[RECORDS SUPPLIED]
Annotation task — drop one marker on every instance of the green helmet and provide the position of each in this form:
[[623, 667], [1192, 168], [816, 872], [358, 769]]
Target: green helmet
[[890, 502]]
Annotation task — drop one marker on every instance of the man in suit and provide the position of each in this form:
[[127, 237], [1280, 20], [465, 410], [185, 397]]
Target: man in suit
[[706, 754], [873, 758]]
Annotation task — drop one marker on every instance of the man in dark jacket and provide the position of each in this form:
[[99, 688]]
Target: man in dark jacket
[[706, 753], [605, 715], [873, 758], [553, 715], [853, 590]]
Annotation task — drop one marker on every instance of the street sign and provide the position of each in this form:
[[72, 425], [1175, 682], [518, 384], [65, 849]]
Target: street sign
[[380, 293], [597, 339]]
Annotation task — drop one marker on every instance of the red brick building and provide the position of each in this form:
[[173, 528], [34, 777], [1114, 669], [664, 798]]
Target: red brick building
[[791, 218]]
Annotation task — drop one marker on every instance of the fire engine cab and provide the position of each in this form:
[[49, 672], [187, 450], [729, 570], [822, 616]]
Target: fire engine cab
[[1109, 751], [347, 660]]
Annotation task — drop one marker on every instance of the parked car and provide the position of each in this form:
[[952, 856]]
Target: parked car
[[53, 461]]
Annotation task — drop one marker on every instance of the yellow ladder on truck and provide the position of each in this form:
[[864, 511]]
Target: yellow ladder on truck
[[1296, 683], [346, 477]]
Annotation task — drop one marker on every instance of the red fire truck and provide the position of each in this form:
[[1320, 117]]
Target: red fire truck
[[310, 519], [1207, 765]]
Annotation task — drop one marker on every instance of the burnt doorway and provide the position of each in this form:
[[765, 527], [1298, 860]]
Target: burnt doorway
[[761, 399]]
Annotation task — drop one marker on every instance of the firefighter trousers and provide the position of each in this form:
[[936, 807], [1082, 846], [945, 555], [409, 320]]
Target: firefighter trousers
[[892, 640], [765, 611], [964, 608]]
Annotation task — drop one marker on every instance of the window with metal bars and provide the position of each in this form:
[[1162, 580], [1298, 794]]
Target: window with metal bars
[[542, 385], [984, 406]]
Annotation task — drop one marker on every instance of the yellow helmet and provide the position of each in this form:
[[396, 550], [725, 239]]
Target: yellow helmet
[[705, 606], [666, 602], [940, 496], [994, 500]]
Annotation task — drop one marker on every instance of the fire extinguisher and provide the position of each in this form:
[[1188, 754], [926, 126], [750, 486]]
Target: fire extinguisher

[WORK ITEM] Give the listing again. Leave every word as it stands.

[SOLVED PROBLEM]
Annotation task — drop one marker on every instance of the green helmet and provide the position of each in this form:
[[623, 667], [1192, 168], [816, 872], [358, 769]]
Target: green helmet
[[890, 502]]
Annotation task — drop one marker on every instance of the man in suit and provide the position of each in this form:
[[127, 237], [1280, 20], [465, 410], [185, 397]]
Target: man in suit
[[706, 754], [873, 758]]
Annotation task — drop one marker on every instance of the man in dark jacket and provide the position of each in this form:
[[99, 688]]
Target: man in dark jacket
[[706, 753], [605, 715], [873, 758], [553, 715], [853, 590]]
Annotation task — drop one marker on every instance of the street sign and provide the position of each in this form:
[[72, 425], [1175, 682], [518, 384], [65, 849]]
Target: street sign
[[380, 293], [597, 339]]
Annotation task — drop one marker on every instance of the red brick building and provide the position of each in this form:
[[173, 528], [34, 777], [1114, 669], [664, 798]]
Target: red brick building
[[791, 218]]
Annotation task — drop one marker on every instance of the fire engine cab and provide the position of each in this form:
[[49, 672], [187, 450], [729, 570], [822, 616]]
Target: fire engine cab
[[1109, 751], [347, 660]]
Annotation task — drop one marker on every instance of the parked car and provide the position of each in this form:
[[952, 856]]
Target: parked car
[[53, 461]]
Annotation task — drop one marker on every instance of the yellow ladder on truck and provide the position of each in this form:
[[864, 511]]
Target: yellow ladder on truck
[[1296, 683], [346, 477]]
Annotation task — drop one marker on every instance of the red fire truck and provide the position of each in this form:
[[1320, 117]]
Target: red fire truck
[[310, 519], [1207, 765]]
Annotation task — drop one marker on every instance of the burnt doorway and provide the position of each in this form:
[[765, 527], [1298, 860]]
Target: burnt doorway
[[761, 399]]
Annotation task — drop one marker on every instance of the firefighter trousers and provide the position of each in this form:
[[936, 807], [1082, 846], [945, 555], [409, 320]]
Target: firefighter trousers
[[892, 640], [765, 611], [964, 608]]
Annotation task — drop one marker on every instance of the window with metal bars and provide the position of each in this form:
[[1162, 580], [1298, 794]]
Target: window with metal bars
[[542, 385], [984, 406]]
Annotation task — drop one marker on every instance of the yellow helmet and provide the position of each in this form:
[[396, 550], [725, 239]]
Target: yellow helmet
[[705, 606], [666, 602], [940, 496], [994, 500]]
Annotation task — drop one marker on every instance of the fire extinguisher and provide the position of each in this form:
[[1188, 754], [926, 126], [750, 486]]
Target: fire extinguisher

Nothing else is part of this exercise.